→ Exercise requirements:
Copy out the rows below exactly, starting with the line that contains "point: player's arm" and running through the last line of the rows.

→ Records supplied:
════════════════════

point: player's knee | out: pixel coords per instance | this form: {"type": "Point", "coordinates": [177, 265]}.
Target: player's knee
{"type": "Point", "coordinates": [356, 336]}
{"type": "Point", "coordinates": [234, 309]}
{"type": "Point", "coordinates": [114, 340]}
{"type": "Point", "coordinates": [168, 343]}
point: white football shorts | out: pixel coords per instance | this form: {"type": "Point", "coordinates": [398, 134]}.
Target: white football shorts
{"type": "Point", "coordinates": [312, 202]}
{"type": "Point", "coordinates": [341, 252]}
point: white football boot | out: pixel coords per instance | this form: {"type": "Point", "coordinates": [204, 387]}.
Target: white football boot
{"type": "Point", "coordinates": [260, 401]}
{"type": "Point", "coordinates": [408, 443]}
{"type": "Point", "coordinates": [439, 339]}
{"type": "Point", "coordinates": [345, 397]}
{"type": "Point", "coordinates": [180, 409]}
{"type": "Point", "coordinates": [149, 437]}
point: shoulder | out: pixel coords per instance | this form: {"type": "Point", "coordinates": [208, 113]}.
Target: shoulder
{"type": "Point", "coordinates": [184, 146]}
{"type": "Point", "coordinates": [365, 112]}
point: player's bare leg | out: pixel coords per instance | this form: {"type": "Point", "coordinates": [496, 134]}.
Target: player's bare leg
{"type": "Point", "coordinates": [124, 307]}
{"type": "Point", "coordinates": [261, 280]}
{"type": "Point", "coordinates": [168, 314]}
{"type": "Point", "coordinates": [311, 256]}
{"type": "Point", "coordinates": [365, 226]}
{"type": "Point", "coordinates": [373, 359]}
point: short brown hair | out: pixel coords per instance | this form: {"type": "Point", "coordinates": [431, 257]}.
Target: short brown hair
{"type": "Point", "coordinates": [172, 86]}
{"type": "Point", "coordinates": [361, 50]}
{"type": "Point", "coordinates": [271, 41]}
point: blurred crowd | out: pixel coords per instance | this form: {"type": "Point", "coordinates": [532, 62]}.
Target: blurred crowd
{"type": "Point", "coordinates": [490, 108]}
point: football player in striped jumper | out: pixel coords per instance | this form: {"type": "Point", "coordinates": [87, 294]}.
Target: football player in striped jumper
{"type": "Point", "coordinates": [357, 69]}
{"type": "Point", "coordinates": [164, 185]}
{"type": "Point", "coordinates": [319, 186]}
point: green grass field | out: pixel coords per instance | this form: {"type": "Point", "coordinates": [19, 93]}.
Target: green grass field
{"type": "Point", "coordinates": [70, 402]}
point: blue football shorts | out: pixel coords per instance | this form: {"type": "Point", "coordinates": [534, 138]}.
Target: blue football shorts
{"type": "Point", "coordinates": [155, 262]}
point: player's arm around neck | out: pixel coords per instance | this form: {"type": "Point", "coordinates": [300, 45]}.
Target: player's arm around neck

════════════════════

→ Exercise response:
point: player's arm around neck | out: pixel coords per instance | this form: {"type": "Point", "coordinates": [300, 45]}.
Target: player's arm around neck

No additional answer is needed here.